* _How to complete this task_:
In your reply, restate all of the records below word for word.

* _Dataset records_:
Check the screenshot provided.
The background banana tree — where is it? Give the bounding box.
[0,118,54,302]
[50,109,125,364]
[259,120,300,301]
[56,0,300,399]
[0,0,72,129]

* _Exercise answer_:
Check the screenshot provided.
The background banana tree — where is it? Give the bounding box.
[0,118,54,302]
[50,109,125,364]
[259,120,300,301]
[56,0,300,399]
[0,0,72,129]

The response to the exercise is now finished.